**WHAT IS ASKED**
Please rewrite the part of the rows below that opens with the line containing "Outlines of the" and closes with the line containing "119 116 L 118" as a numbered list, including both of those lines and skipping any blank lines.

________________________________________

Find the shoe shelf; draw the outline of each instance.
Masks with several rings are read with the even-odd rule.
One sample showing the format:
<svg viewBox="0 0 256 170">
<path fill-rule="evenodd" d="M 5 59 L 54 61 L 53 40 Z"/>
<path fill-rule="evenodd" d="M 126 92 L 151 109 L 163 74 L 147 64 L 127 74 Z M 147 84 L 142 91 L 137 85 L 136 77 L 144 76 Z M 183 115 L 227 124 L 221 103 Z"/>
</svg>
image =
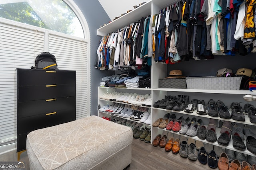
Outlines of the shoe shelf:
<svg viewBox="0 0 256 170">
<path fill-rule="evenodd" d="M 119 116 L 118 116 L 118 115 L 112 115 L 112 114 L 110 114 L 110 113 L 107 113 L 101 111 L 98 111 L 101 114 L 101 115 L 100 114 L 100 117 L 102 117 L 102 116 L 100 116 L 100 115 L 102 116 L 102 115 L 110 115 L 110 116 L 114 116 L 115 117 L 118 117 L 118 118 L 120 118 L 120 119 L 125 119 L 125 120 L 129 120 L 129 121 L 134 121 L 134 122 L 136 122 L 136 123 L 140 123 L 140 124 L 145 125 L 146 125 L 147 126 L 151 126 L 151 124 L 148 124 L 140 122 L 139 120 L 134 120 L 133 119 L 131 119 L 129 117 L 119 117 Z M 111 120 L 110 120 L 110 121 L 111 121 Z"/>
<path fill-rule="evenodd" d="M 184 111 L 176 111 L 175 110 L 168 110 L 165 109 L 162 109 L 160 108 L 156 108 L 156 107 L 152 107 L 152 108 L 153 109 L 156 109 L 158 110 L 163 110 L 164 111 L 166 111 L 167 112 L 172 112 L 174 113 L 181 113 L 181 114 L 184 114 L 184 115 L 190 115 L 191 116 L 192 116 L 193 117 L 204 117 L 204 118 L 208 118 L 208 119 L 217 119 L 217 120 L 221 120 L 223 121 L 228 121 L 231 122 L 235 123 L 236 123 L 244 124 L 245 125 L 252 125 L 253 126 L 256 125 L 256 123 L 252 123 L 250 121 L 250 119 L 248 117 L 248 115 L 246 114 L 244 115 L 244 118 L 245 119 L 245 121 L 237 121 L 236 120 L 234 120 L 232 119 L 224 119 L 224 118 L 220 118 L 219 117 L 214 117 L 212 116 L 209 116 L 208 115 L 199 115 L 196 113 L 196 110 L 194 111 L 193 113 L 190 113 L 185 112 Z M 230 112 L 230 115 L 231 115 L 231 110 L 230 109 L 229 110 L 229 111 Z"/>
<path fill-rule="evenodd" d="M 170 92 L 191 92 L 193 93 L 217 93 L 222 94 L 255 94 L 256 93 L 251 92 L 249 90 L 204 90 L 204 89 L 189 89 L 187 88 L 153 88 L 152 90 L 166 91 Z"/>
<path fill-rule="evenodd" d="M 136 106 L 141 107 L 146 107 L 146 108 L 151 108 L 151 107 L 151 107 L 147 106 L 142 106 L 142 105 L 137 105 L 137 104 L 132 104 L 128 103 L 124 103 L 124 102 L 118 102 L 118 101 L 108 100 L 106 100 L 105 99 L 99 99 L 99 100 L 102 100 L 102 101 L 105 101 L 105 102 L 112 102 L 114 103 L 119 103 L 119 104 L 126 104 L 126 105 L 127 105 L 134 106 Z"/>
<path fill-rule="evenodd" d="M 161 128 L 159 128 L 158 127 L 152 127 L 152 128 L 156 128 L 156 129 L 158 129 L 158 130 L 160 130 L 160 129 L 162 129 L 162 130 L 165 131 L 166 131 L 168 132 L 170 132 L 172 133 L 174 133 L 174 134 L 177 134 L 177 135 L 178 135 L 180 136 L 182 136 L 184 137 L 185 137 L 186 138 L 192 138 L 193 139 L 195 140 L 197 140 L 197 141 L 201 141 L 203 143 L 209 143 L 211 145 L 215 145 L 215 146 L 217 146 L 218 147 L 221 147 L 222 148 L 224 148 L 224 149 L 229 149 L 230 150 L 234 150 L 235 151 L 237 151 L 237 152 L 241 152 L 241 153 L 244 153 L 245 154 L 249 154 L 250 155 L 252 155 L 253 156 L 255 156 L 255 154 L 254 154 L 253 153 L 252 153 L 251 152 L 250 152 L 249 150 L 248 150 L 246 149 L 245 150 L 239 150 L 237 149 L 236 149 L 235 148 L 234 148 L 234 147 L 233 147 L 233 141 L 232 141 L 232 137 L 231 137 L 231 138 L 230 139 L 230 140 L 229 142 L 229 143 L 228 144 L 228 145 L 227 146 L 224 146 L 224 145 L 220 145 L 218 143 L 217 141 L 215 142 L 208 142 L 208 141 L 207 141 L 206 140 L 206 139 L 204 139 L 204 140 L 203 140 L 203 139 L 199 139 L 198 137 L 197 137 L 197 136 L 195 136 L 195 137 L 190 137 L 188 135 L 183 135 L 183 134 L 181 134 L 180 133 L 179 133 L 178 132 L 174 132 L 172 131 L 169 131 L 168 130 L 166 130 L 166 128 L 164 129 L 161 129 Z M 217 139 L 218 139 L 219 137 L 220 137 L 220 130 L 221 129 L 219 128 L 218 128 L 216 127 L 216 135 L 217 135 Z M 154 137 L 153 137 L 154 138 Z M 154 140 L 154 138 L 153 138 L 153 140 Z M 246 142 L 245 142 L 245 139 L 244 140 L 244 145 L 245 145 L 245 146 L 246 145 Z M 180 141 L 180 142 L 181 142 L 181 141 Z"/>
</svg>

________________________________________

**REPLY TO THE EXERCISE**
1. Outlines of the shoe shelf:
2. <svg viewBox="0 0 256 170">
3. <path fill-rule="evenodd" d="M 119 116 L 118 116 L 118 115 L 112 115 L 112 114 L 110 114 L 110 113 L 107 113 L 101 111 L 98 111 L 101 114 L 101 115 L 100 114 L 100 117 L 102 117 L 102 116 L 100 116 L 100 115 L 102 116 L 102 115 L 110 115 L 110 116 L 114 116 L 115 117 L 118 117 L 118 118 L 120 118 L 120 119 L 125 119 L 125 120 L 129 120 L 129 121 L 134 121 L 134 122 L 136 122 L 136 123 L 140 123 L 140 124 L 145 125 L 146 125 L 147 126 L 151 126 L 151 124 L 148 124 L 140 122 L 139 120 L 134 120 L 133 119 L 131 119 L 129 117 L 119 117 Z M 111 120 L 110 120 L 110 121 L 111 121 Z"/>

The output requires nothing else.